**AIM**
Rewrite the rows below with each "military cap" changed to "peaked cap" and everything else unchanged.

Excerpt from a dataset
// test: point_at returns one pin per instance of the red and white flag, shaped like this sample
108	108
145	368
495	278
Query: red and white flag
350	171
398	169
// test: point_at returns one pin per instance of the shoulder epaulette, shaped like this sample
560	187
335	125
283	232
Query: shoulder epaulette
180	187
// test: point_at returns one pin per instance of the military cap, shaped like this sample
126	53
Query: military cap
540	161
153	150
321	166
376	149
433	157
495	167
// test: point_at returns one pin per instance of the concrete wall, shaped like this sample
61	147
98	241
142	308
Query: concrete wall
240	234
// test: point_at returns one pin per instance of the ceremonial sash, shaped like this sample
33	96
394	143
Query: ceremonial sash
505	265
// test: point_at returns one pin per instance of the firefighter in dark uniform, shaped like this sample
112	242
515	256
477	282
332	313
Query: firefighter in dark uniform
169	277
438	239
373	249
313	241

**TASK ANSWER**
// test: point_at returns one pin per instance of the red and white flag, shaped like this sample
108	108
145	368
495	278
Query: red and white flag
350	171
398	169
// test: point_at returns one pin per instance of the shoulder epaulette, shaped like this sample
560	187
335	125
283	232
Query: shoulder epaulette
180	187
// test: point_at returns one pin per instance of the peaked cap, shaped like this sample
126	53
Query: peaked cap
540	161
153	150
321	166
376	149
433	157
495	167
// test: point_at returns one pin per instance of the concrete wall, shaped like this sample
61	147
98	241
142	308
Query: concrete wall
240	234
// test: point_at returns one pin per instance of the ceremonial sash, shaped like this sample
33	96
394	143
Query: ceremonial sash
505	265
// test: point_at returns one pin per instance of the firefighter in dark uniform, shaped like this sample
112	242
515	256
477	282
332	313
Query: firefighter in dark uniform
169	277
438	239
373	249
313	241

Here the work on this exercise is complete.